Exercise directions -> Resume the geometry proof below, picking up right after its last sentence.

--- START OF Text shown ---

Let $\omega$ denote the circumcircle of triangle $ABC$ and let $O$ be its center. We also let $B'$ and $C'$ be the points on lines $(AC)$ and $(AB)$ respectively such that $(BB')\perp (AB)$ and $(CC')\perp (AC)$, and let $\gamma$ be the circle with diameter $B'C'$, passing through $B$ and $C$. By the angle condition, $\gamma$ also passes through $D$. Finally, let $A'=(BB')\cap (CC')$ be the antipode of $A$ in $\omega$, let $P$ be on $(BB')$ such that $PB=PC$, and let $J=(AD)\cap (BC)$, so that $JA=JC$.
The proof completely relies on this point $X$ :
Claim : Circles $\gamma$, $(BMP)$ and $(OCA')$ all intersect at a point $X$.
Proof : First note that $\angle POC=\angle A=180-\angle PA'C$, so $P$ lies on $(OCA')$. We now define $X\ne P$ to be the point where $(BMP)$ and $(OCA'P)$ meet.

--- END OF Text shown ---
--- START OF Excerpted data ---

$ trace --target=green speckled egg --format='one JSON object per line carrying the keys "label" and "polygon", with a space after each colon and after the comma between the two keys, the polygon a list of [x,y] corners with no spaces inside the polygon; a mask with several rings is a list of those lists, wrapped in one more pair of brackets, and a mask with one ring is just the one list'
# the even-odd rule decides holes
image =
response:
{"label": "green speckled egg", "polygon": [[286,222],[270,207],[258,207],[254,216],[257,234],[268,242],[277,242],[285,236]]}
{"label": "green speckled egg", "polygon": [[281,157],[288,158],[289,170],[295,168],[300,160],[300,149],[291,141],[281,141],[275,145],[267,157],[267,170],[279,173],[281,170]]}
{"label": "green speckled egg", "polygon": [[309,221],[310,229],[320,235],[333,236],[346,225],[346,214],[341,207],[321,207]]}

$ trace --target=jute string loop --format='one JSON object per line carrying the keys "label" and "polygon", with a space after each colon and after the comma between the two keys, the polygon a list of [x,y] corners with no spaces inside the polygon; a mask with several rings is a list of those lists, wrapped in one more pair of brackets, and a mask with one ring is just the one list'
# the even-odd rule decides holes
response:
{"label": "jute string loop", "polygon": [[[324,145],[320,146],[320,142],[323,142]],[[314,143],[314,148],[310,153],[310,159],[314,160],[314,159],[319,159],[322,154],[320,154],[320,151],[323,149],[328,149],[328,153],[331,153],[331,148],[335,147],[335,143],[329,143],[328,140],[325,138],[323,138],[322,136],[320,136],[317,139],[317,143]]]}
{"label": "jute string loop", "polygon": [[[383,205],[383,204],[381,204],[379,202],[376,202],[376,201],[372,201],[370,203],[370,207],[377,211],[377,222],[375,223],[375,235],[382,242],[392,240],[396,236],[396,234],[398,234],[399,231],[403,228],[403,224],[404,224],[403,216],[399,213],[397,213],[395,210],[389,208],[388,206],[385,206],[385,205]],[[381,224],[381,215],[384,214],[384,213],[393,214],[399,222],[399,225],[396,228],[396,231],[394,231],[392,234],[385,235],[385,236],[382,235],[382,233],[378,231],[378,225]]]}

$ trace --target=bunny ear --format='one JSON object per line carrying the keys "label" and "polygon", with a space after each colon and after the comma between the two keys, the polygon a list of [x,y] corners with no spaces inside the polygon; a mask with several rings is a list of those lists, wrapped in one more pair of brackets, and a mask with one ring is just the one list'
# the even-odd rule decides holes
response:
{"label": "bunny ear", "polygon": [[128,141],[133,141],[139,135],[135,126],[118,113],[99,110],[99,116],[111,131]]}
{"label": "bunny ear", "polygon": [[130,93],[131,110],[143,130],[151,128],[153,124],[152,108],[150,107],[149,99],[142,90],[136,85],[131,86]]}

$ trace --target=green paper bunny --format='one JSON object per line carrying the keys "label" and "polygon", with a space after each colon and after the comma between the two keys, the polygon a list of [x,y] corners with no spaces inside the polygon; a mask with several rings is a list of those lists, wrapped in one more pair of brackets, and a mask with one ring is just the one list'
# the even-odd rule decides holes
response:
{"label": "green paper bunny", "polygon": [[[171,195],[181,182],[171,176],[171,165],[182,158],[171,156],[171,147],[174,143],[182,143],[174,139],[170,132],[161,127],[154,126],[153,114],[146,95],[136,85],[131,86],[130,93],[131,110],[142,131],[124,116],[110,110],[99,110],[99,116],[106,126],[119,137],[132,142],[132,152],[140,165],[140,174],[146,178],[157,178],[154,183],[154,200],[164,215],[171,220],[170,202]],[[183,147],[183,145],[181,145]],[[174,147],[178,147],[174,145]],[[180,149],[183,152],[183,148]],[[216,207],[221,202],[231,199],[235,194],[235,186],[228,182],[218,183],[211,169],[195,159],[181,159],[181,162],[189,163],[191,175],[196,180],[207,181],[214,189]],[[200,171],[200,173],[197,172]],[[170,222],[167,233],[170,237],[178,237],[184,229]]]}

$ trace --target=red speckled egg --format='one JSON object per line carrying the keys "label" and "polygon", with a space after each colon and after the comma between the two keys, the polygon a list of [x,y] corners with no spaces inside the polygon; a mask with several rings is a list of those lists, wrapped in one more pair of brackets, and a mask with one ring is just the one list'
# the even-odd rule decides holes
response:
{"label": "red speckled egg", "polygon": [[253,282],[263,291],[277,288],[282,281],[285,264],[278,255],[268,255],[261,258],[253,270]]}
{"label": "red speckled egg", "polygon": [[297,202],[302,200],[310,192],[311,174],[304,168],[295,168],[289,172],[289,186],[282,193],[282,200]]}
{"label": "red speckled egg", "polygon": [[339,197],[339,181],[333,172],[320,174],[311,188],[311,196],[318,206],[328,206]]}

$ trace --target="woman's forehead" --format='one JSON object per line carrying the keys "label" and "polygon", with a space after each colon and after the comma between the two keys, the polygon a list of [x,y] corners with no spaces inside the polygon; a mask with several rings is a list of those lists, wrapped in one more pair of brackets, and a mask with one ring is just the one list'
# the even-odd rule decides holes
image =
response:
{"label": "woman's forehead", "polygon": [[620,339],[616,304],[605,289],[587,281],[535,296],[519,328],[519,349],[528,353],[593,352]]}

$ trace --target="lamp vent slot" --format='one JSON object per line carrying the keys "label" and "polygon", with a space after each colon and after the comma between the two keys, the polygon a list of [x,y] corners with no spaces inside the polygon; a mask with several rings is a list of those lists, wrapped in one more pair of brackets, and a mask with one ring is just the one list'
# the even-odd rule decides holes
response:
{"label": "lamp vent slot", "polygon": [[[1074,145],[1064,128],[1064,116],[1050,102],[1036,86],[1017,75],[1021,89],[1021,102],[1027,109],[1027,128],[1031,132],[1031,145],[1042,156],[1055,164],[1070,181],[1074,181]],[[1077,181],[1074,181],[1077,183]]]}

--- END OF Excerpted data ---

Answer to the task ->
Angle chasing gives $\angle BXC=\angle BXP+\angle PXC=\angle BMP+\angle POC=90+\angle A$. $\square$

Now, note that $\angle OBC=\angle BB'C=90-\angle A$, so $OB$ and $OC$ are tangent to $\gamma$. In particular, the inversion w.r.t $\omega$ fixes $\gamma$. Since it also fixes $A'$ and $C$, it maps $X$ to the second intersection of $(CA')$ with $\gamma$, i.e. $C'$.
Inverting back gives that $X$ lies on $(AOB)$, given that $C'$ lies on $(AB)$. Furthermore, since $\angle BJA=2\angle ACB=\angle AOB$, we have that points $A$, $B$, $J$, $X$ and $O$ are all concyclic.
Therefore, we have $\angle EJX=\angle OJX=\angle OBX=180-\angle BDX=\angle EDX$, where we also used the fact that $OB$ is tangent to $\gamma$. This tells us that points $E$, $J$, $D$ and $X$ are concyclic.

Finally, we have $\angle BEX=\angle DEX=180-\angle DJX=\angle AOX=\angle XPA'$, so that $E$ lies on $(BPMX)$.
Circle $(BEM)$ thus has diameter $(BP)$, which is perpendicular to $(AB)$. This concludes the proof.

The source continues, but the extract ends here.